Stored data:
------------------------------------

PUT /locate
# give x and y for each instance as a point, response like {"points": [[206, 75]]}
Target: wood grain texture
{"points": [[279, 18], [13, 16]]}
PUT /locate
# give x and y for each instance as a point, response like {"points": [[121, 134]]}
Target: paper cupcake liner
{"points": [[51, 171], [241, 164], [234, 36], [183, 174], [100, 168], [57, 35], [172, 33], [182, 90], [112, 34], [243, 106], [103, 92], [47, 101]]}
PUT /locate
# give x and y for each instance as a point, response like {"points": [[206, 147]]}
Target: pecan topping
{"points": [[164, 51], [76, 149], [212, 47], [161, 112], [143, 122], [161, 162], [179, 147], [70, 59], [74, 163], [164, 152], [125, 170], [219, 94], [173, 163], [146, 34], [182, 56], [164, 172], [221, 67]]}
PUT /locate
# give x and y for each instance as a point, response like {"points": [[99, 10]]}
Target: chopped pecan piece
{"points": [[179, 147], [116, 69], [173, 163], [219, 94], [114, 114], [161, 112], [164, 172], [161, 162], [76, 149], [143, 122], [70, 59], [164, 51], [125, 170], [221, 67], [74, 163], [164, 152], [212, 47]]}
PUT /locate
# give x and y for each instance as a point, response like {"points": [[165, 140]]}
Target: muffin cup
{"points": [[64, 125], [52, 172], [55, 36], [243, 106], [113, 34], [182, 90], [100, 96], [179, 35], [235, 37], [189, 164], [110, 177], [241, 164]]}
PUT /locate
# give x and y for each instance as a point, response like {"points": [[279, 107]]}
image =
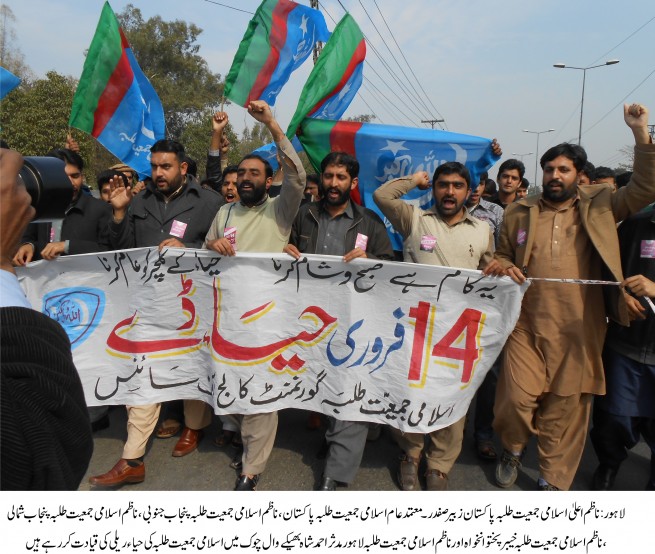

------------------------------------

How to complete this task:
Print all the records again exactly; do not include any picture.

Output for this exercise:
PUT /locate
# give x and y for each instance as a point, response like {"points": [[206, 75]]}
Target: wood grain texture
{"points": [[279, 18], [13, 16]]}
PUT /locate
# give x and y for each instance as a point, response like {"points": [[121, 134]]}
Target: paper cupcake liner
{"points": [[51, 171], [241, 164], [234, 36], [183, 174], [100, 168], [57, 35], [172, 33], [182, 90], [112, 34], [243, 106], [103, 92], [47, 101]]}
PUT /locate
# give x and y for each instance as a point, response like {"points": [[206, 147]]}
Target: pecan topping
{"points": [[164, 51], [76, 149], [212, 47], [161, 112], [143, 122], [161, 162], [179, 147], [70, 59], [74, 163], [164, 152], [125, 170], [219, 94], [173, 163], [146, 34], [182, 56], [164, 172], [221, 67]]}
PUT /locate
# give x and y for each instance as a point, response like {"points": [[99, 10]]}
Target: chopped pecan piece
{"points": [[179, 147], [116, 69], [173, 163], [219, 94], [114, 114], [161, 112], [164, 172], [161, 162], [76, 149], [143, 122], [70, 59], [164, 51], [125, 170], [221, 67], [74, 163], [164, 152], [212, 47]]}
PUT /locate
# give x and y for each instance as a point, response like {"points": [[165, 140]]}
Target: muffin cup
{"points": [[64, 125], [52, 172], [55, 36], [243, 106], [113, 34], [182, 90], [100, 96], [179, 35], [235, 37], [189, 164], [110, 177], [241, 164]]}
PUT /locate
# give x and y for each instance as a point, response like {"points": [[279, 107]]}
image =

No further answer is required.